---------- Document excerpt
All of lore.kernel.org
 help / color / mirror / Atom feed
From: "brian m. carlson" <sandals@crustytoothpaste.net>
To: "Ævar Arnfjörð Bjarmason" <avarab@gmail.com>
Cc: Derrick Stolee <stolee@gmail.com>,
	git@vger.kernel.org, Derrick Stolee <dstolee@microsoft.com>
Subject: Re: [PATCH 03/15] cache: add an algo member to struct object_id
Date: Thu, 15 Apr 2021 23:51:20 +0000	[thread overview]
Message-ID: <YHjReOSYlTF8XZL9@camp.crustytoothpaste.net> (raw)
--------------------
---------- Records for processing
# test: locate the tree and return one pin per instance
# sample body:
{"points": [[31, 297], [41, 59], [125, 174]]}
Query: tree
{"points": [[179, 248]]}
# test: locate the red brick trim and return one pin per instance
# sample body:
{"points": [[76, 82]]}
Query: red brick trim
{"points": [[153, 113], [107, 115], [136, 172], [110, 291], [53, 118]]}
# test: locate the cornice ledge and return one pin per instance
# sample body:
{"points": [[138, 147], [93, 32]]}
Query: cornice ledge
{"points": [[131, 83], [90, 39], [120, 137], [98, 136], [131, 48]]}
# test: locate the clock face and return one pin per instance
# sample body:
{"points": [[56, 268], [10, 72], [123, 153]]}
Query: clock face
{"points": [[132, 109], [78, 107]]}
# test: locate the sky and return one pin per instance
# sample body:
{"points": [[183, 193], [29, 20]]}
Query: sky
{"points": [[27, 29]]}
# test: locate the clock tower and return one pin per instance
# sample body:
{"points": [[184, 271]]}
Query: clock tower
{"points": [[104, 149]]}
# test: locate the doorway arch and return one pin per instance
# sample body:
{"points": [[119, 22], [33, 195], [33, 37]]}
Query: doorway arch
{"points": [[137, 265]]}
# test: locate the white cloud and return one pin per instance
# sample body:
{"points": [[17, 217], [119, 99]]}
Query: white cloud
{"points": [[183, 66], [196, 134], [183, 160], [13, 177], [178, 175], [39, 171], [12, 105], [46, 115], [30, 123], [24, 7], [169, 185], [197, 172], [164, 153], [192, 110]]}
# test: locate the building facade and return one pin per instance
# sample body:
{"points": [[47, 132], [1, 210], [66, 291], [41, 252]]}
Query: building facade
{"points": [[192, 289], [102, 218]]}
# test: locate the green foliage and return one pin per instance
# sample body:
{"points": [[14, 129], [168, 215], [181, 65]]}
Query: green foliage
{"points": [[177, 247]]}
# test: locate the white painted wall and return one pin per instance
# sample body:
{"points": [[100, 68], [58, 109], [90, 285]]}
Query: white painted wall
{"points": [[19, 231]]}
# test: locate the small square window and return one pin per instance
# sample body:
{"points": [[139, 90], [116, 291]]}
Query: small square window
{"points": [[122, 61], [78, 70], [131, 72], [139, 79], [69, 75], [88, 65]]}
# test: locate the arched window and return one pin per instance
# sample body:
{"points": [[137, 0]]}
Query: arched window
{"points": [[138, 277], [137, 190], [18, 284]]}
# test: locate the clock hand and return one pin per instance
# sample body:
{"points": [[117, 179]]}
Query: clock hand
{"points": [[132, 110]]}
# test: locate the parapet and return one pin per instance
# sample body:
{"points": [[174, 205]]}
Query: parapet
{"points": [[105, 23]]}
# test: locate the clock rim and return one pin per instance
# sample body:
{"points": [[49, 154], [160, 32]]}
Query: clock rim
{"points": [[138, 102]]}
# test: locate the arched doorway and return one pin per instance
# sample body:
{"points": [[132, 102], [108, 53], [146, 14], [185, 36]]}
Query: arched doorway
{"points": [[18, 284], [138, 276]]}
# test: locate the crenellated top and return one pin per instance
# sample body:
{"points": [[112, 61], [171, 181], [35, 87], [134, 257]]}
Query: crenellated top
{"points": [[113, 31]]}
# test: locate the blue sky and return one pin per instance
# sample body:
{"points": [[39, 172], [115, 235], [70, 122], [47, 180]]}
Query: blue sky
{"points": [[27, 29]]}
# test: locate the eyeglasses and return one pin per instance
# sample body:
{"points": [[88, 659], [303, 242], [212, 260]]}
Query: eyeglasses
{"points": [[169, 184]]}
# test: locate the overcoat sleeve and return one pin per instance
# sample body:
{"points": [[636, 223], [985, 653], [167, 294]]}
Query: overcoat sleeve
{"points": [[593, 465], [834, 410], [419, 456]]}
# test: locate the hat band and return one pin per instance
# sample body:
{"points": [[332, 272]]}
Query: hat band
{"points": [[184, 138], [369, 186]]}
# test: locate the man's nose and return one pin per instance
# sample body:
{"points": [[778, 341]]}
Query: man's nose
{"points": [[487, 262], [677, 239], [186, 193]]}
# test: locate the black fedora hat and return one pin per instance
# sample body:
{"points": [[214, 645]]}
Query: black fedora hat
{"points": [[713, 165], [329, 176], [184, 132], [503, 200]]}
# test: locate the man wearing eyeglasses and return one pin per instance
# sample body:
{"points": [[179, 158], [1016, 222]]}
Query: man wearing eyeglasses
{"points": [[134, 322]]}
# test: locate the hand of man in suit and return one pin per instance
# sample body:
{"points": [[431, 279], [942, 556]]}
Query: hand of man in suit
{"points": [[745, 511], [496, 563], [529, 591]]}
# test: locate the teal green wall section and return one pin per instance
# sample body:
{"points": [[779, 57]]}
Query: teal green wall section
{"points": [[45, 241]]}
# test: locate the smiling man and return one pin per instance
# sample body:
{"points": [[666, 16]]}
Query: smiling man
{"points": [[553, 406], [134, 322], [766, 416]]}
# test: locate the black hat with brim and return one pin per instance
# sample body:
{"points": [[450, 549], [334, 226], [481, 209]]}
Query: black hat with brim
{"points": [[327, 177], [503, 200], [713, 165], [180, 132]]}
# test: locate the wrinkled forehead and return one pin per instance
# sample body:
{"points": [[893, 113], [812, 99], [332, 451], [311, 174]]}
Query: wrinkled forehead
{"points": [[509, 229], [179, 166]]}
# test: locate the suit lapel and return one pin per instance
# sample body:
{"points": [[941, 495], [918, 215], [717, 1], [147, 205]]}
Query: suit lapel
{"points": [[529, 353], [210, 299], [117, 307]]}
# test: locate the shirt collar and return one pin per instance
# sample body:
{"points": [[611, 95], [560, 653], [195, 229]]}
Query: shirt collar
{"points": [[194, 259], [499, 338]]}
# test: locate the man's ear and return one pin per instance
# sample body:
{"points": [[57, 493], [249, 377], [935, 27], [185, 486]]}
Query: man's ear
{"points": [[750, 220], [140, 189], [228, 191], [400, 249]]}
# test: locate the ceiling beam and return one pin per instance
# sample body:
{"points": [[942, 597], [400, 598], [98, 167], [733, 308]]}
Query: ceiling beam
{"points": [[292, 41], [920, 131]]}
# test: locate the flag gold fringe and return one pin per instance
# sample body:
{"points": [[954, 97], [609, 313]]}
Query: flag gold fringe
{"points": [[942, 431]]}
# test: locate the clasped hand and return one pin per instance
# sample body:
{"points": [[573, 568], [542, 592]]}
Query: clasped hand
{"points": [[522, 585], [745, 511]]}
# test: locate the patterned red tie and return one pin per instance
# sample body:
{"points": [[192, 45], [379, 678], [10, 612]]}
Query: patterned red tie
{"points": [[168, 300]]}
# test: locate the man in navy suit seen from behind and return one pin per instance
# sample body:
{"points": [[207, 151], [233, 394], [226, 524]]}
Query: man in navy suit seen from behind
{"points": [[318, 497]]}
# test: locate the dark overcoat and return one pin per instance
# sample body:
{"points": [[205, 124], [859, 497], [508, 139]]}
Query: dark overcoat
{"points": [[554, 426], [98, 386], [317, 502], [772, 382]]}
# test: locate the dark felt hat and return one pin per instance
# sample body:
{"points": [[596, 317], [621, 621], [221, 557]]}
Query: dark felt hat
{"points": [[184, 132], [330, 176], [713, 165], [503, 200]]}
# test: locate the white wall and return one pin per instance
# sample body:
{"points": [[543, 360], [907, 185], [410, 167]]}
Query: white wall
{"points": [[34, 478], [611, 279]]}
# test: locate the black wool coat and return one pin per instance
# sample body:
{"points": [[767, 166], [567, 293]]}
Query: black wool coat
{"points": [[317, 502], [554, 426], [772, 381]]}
--------------------
=== Exercise 1 ===
In the listing, switch each "sample body" to "example body" in everything from the line containing "# test: locate the white wall" down to the end of the listing. Leave everything else unchanged, and give back only those lines.
=== Exercise 2 ===
Pick up the git mailing list message after its last line and continue it.
The listing is unrelated to the git mailing list message.

=== Answer 1 ===
# test: locate the white wall and return one pin per instance
# example body:
{"points": [[543, 360], [907, 185], [410, 167]]}
Query: white wall
{"points": [[34, 478], [611, 279]]}
# test: locate the black wool coat and return one pin per instance
# example body:
{"points": [[767, 166], [567, 293]]}
Query: black wool coat
{"points": [[317, 502], [554, 426], [772, 381]]}

=== Answer 2 ===
In-Reply-To: <87pmyw0waj.fsf@evledraar.gmail.com>

[-- Attachment #1: Type: text/plain, Size: 9484 bytes --]

On 2021-04-15 at 08:47:00, Ævar Arnfjörð Bjarmason wrote:
> 
> On Wed, Apr 14 2021, brian m. carlson wrote:
> > I will do some performance numbers on these patches, but it will likely
> > be the weekend before I can get to it.  I think this will add 4 bytes on
> > most platforms, since int is typically 32 bits, and the alignment
> > requirement would be for the most strictly aligned member, which is the
> > int, so a 4-byte alignment.  I don't think the alignment requirements
> > are especially onerous here.
> 
> I think if you're doing such a perf test one where we have SHA-1 mode
> with SHA-1 length OID v.s. SHA-256 (the current behavior) would be
> interesting as well.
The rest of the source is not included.